Return all of the data exactly as given.

Collection entries:
▼
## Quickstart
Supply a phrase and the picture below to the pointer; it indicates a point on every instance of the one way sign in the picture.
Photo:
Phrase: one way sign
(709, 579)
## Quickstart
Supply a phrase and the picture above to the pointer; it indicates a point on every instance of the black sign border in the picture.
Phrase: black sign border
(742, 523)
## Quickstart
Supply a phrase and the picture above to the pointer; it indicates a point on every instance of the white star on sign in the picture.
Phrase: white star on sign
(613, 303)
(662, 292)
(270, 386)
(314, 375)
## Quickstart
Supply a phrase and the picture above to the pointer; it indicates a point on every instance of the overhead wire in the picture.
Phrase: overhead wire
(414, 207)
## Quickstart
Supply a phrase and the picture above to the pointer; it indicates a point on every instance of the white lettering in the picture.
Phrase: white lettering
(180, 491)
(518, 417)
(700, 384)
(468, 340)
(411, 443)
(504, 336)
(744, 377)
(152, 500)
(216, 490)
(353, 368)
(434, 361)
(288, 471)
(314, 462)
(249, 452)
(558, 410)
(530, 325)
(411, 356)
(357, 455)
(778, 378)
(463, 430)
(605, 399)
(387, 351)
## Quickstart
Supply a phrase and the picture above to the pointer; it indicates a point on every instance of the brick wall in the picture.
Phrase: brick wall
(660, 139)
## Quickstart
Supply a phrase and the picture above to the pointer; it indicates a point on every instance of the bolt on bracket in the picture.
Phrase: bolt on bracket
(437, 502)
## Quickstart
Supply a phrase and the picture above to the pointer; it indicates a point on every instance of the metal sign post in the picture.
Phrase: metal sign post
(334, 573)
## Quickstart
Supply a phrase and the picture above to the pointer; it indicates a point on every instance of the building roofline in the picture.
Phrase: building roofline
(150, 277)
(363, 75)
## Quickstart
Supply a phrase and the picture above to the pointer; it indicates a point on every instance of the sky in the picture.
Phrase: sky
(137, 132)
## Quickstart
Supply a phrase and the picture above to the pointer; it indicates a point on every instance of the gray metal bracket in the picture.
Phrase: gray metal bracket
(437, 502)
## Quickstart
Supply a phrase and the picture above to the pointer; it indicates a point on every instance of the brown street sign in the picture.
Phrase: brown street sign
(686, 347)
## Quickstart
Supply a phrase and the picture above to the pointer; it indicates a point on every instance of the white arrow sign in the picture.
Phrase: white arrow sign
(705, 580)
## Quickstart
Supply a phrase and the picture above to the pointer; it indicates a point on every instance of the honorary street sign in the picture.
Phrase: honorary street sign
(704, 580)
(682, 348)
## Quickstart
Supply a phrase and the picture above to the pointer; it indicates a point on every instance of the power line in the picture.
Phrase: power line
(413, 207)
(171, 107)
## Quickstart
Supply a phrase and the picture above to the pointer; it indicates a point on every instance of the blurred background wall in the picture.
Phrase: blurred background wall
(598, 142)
▲
- _In response_:
## Quickstart
Supply a phrase and the picture below to the pointer; it indicates a point on every instance of the one way sign in the picture.
Photo:
Phrase: one way sign
(709, 579)
## Quickstart
Supply a phrase and the picture above to the pointer; it indicates a point on every instance of the black sign border in the picture.
Phrase: black sign border
(742, 523)
## Quickstart
Supply a phrase and the picture above to the pointer; it indicates a point on every instance of the white star on sign in the picture.
Phrase: white star on sign
(613, 303)
(662, 292)
(270, 386)
(314, 375)
## Quickstart
Supply a phrase and the picture above to the pointer; it indicates a point on every instance of the overhead wire in the picture.
Phrase: overhead wire
(414, 207)
## Quickstart
Supply a phrase and the picture above to the pointer; it indicates a point on every instance of the white lettering in the picture.
Phrase: white lettering
(180, 491)
(518, 417)
(700, 384)
(468, 340)
(411, 443)
(504, 336)
(744, 377)
(152, 500)
(216, 490)
(353, 368)
(434, 361)
(288, 471)
(314, 462)
(249, 452)
(558, 410)
(530, 325)
(411, 356)
(357, 455)
(778, 378)
(463, 430)
(605, 399)
(387, 351)
## Quickstart
Supply a phrase and the picture above to the pointer; it indicates a point on every instance of the brick wall in the picture.
Phrase: brick wall
(660, 139)
## Quickstart
Supply a phrase and the picture above to the pointer; it indicates a point on every instance of the bolt on bracket in the picture.
Phrase: bolt on bracket
(437, 502)
## Quickstart
Supply a phrase and the picture above to the pointer; it indicates a point on every instance of the metal sign post in the picture.
Phrase: metal sign post
(334, 573)
## Quickstart
Supply a phrase and the picture above to the pointer; it indicates a point on every instance of the building roofline in the picture.
Phrase: building roofline
(150, 277)
(363, 75)
## Quickstart
Supply a phrase and the picture above to the pointer; it indicates a point on every instance of the sky in the picture.
Phrase: sky
(137, 132)
## Quickstart
Supply a phrase and the picture above to the pointer; it indicates a point on every instance of the gray metal bracket in the picture.
Phrase: gray metal bracket
(437, 502)
## Quickstart
Supply a phrase and the picture above to the pointer; it indicates a point on every instance of the brown street sign in the picture.
Phrase: brown street sign
(686, 347)
## Quickstart
Supply a phrase and the picture above to the pointer; it indicates a point on every instance of the white arrow sign in the picture.
Phrase: white arrow sign
(705, 580)
## Quickstart
Supply a phrase and the picture above to the pointer; it indicates a point on every instance of the honorary street sign in the picture.
Phrase: honorary street sign
(704, 580)
(682, 348)
## Quickstart
Supply a phrase and the picture above to the pointer; it indicates a point on every instance of the power line in the picture.
Phrase: power line
(413, 207)
(171, 107)
## Quickstart
Supply a phrase and the picture above to the pointer; it indicates a point on every instance of the blurred background wall in the picture.
Phrase: blurred background wall
(598, 142)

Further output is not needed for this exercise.